Taakdetails: Herhaal deze regels letterlijk, beginnend bij de regel met "Task: pick out one point for each instance of the nose" en eindigend bij de regel met "x=731, y=259", beide regels inbegrepen.

Gegevens voor annotatie van objectlocaties:
----
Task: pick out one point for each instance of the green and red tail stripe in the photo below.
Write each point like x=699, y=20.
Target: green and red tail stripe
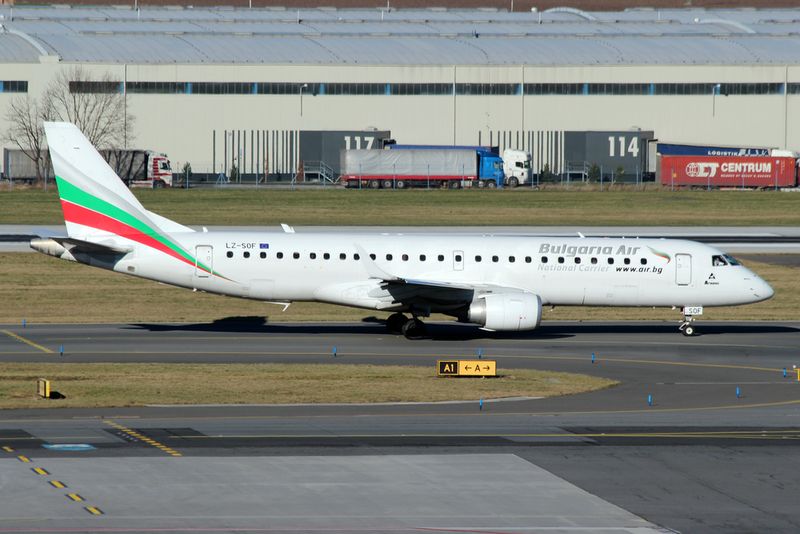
x=85, y=209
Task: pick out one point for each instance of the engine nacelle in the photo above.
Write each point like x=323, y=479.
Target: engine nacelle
x=507, y=311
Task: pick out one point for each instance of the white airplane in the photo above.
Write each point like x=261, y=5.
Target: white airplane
x=498, y=282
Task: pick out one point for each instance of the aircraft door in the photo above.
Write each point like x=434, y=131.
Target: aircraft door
x=458, y=260
x=204, y=255
x=683, y=269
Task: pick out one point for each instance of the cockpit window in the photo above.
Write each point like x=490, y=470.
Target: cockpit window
x=732, y=260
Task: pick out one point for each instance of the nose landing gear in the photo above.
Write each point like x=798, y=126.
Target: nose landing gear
x=687, y=328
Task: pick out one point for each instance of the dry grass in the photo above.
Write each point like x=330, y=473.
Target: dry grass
x=578, y=206
x=111, y=384
x=46, y=290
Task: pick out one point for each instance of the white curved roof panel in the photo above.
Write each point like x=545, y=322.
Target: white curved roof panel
x=401, y=37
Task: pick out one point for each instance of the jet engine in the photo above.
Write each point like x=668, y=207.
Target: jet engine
x=506, y=311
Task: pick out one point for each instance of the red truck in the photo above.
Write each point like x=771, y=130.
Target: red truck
x=729, y=171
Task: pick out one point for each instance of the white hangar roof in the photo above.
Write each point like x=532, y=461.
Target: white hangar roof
x=399, y=37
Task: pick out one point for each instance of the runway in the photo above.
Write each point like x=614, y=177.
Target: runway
x=732, y=239
x=700, y=459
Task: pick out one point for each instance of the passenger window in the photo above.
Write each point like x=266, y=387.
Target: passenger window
x=731, y=259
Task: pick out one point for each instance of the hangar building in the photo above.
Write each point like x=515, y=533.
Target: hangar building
x=213, y=85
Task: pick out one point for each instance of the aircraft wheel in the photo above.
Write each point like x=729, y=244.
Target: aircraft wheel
x=414, y=329
x=395, y=323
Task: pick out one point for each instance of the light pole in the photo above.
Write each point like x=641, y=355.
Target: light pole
x=304, y=86
x=714, y=92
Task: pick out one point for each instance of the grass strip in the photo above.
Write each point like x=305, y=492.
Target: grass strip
x=42, y=289
x=123, y=384
x=578, y=206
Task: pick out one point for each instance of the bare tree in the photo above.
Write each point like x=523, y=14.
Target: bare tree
x=96, y=106
x=25, y=116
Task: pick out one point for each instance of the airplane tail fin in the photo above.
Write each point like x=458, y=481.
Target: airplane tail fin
x=95, y=201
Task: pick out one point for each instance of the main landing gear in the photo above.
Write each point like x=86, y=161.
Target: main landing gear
x=413, y=328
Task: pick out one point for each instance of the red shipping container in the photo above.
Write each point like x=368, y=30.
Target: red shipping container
x=728, y=171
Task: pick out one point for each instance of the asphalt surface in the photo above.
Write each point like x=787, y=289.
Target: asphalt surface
x=699, y=459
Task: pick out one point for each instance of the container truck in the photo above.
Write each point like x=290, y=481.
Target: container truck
x=137, y=168
x=516, y=163
x=414, y=167
x=728, y=171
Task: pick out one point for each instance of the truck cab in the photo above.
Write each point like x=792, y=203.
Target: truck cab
x=516, y=167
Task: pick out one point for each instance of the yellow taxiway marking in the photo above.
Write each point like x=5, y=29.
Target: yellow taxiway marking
x=27, y=341
x=144, y=439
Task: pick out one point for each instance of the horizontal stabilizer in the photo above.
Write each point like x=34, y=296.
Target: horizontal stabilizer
x=89, y=246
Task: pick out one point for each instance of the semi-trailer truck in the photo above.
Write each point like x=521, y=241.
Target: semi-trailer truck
x=516, y=163
x=729, y=171
x=137, y=168
x=404, y=168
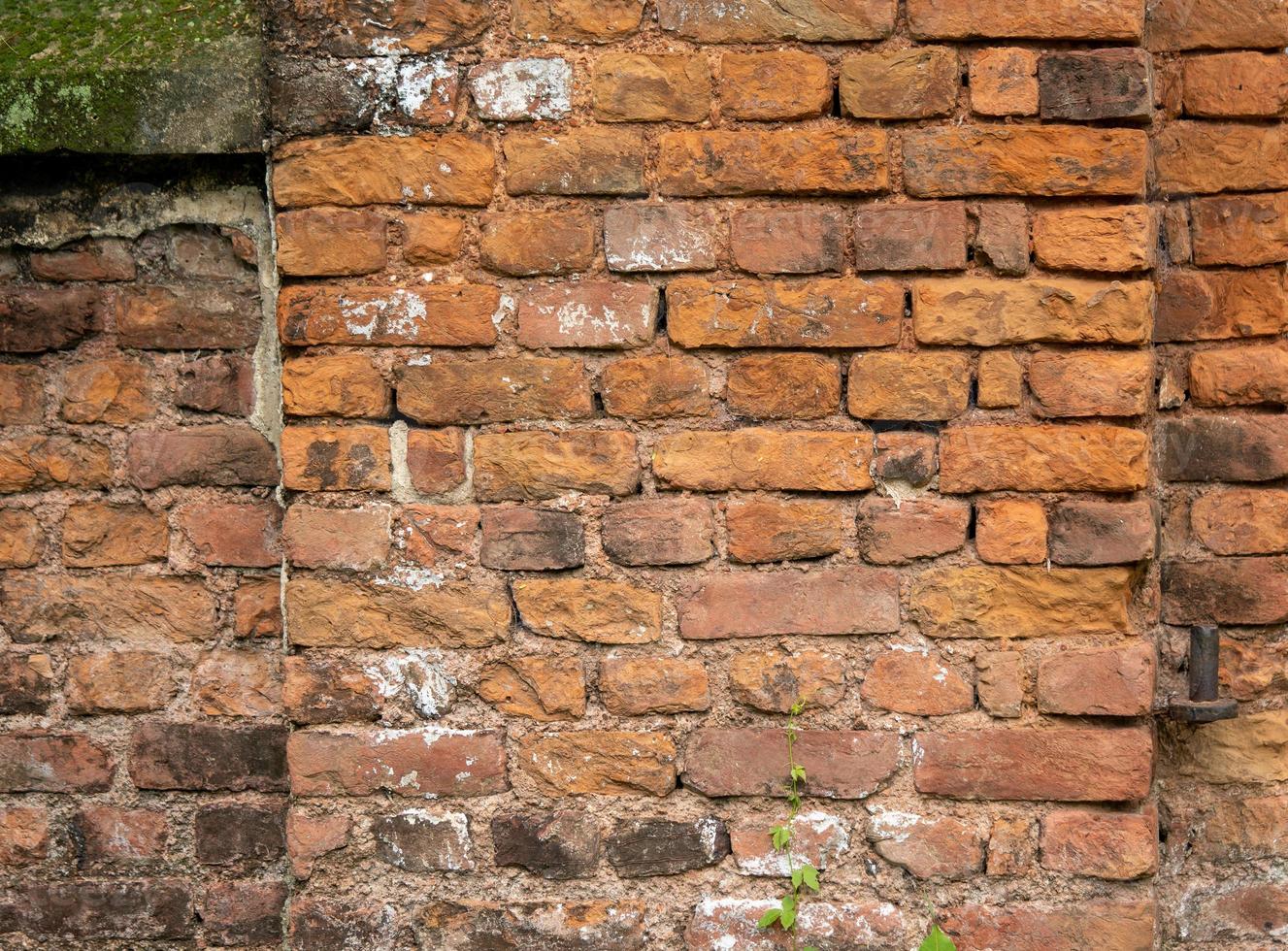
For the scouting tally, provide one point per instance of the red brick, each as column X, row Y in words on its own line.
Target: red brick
column 1100, row 844
column 650, row 87
column 827, row 161
column 335, row 458
column 840, row 764
column 916, row 82
column 650, row 387
column 102, row 259
column 1024, row 160
column 53, row 762
column 783, row 386
column 658, row 532
column 787, row 241
column 99, row 535
column 1113, row 682
column 204, row 756
column 451, row 169
column 587, row 314
column 330, row 242
column 355, row 540
column 660, row 237
column 775, row 85
column 496, row 390
column 832, row 601
column 538, row 242
column 463, row 314
column 1070, row 764
column 216, row 454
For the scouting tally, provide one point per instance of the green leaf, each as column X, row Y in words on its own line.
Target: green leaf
column 937, row 941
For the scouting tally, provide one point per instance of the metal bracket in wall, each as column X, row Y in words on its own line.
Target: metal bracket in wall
column 1204, row 705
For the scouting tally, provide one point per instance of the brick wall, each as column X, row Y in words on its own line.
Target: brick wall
column 645, row 367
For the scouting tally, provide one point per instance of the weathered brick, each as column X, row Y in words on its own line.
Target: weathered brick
column 756, row 458
column 650, row 87
column 775, row 85
column 1220, row 304
column 118, row 682
column 895, row 533
column 913, row 681
column 420, row 840
column 787, row 241
column 760, row 20
column 916, row 82
column 1222, row 448
column 40, row 462
column 783, row 386
column 649, row 387
column 347, row 385
column 1239, row 229
column 914, row 236
column 545, row 689
column 1232, row 520
column 1102, row 533
column 773, row 679
column 952, row 160
column 344, row 614
column 496, row 390
column 1091, row 382
column 582, row 608
column 1209, row 157
column 1104, row 238
column 992, row 312
column 107, row 607
column 840, row 764
column 203, row 756
column 404, row 762
column 598, row 762
column 39, row 761
column 983, row 601
column 645, row 847
column 330, row 242
column 1114, row 682
column 215, row 454
column 638, row 686
column 310, row 314
column 547, row 465
column 522, row 90
column 752, row 161
column 532, row 540
column 576, row 19
column 1004, row 82
column 1068, row 764
column 658, row 532
column 451, row 169
column 1234, row 85
column 579, row 161
column 771, row 529
column 1088, row 85
column 831, row 601
column 538, row 242
column 46, row 318
column 1042, row 458
column 22, row 398
column 353, row 540
column 814, row 312
column 587, row 314
column 335, row 458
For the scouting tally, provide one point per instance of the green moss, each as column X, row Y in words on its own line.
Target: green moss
column 39, row 38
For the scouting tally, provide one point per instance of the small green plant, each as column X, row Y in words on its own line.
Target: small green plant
column 804, row 875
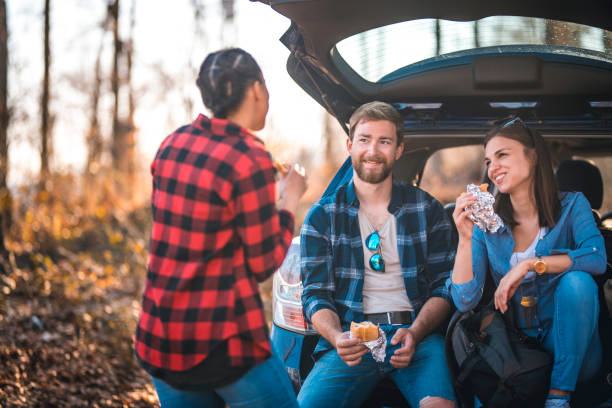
----
Antwoord:
Task: pick out one point for each instance of the nose landing gear in the photo above.
Write each point like x=798, y=126.
Target: nose landing gear
x=687, y=328
Task: pick out one point for each instance of the dry grass in the photo above.
Write each point like x=330, y=473.
Target: dry grass
x=578, y=206
x=111, y=384
x=46, y=290
Task: pick out one point for each instance of the white curved roof panel in the photo above.
Write each point like x=545, y=322.
Target: white curved roof panel
x=401, y=37
Task: pick out one point for each instance of the jet engine in the photo above.
Write each point like x=668, y=207.
Target: jet engine
x=506, y=311
Task: pick out one point for each instance of the red truck in the photo above.
Write each point like x=771, y=130.
Target: red truck
x=729, y=171
Task: pick out one point for each instance of the white hangar roof in the photo above.
Write each point like x=532, y=461.
Target: white hangar roof
x=399, y=37
Task: pick out one point for each instance of the runway in the photo above.
Write each point like x=614, y=177.
Target: runway
x=732, y=239
x=700, y=459
Task: pick out one point for each instance of the passenger window in the photo above.
Write each point like x=266, y=387.
Target: passenger window
x=731, y=259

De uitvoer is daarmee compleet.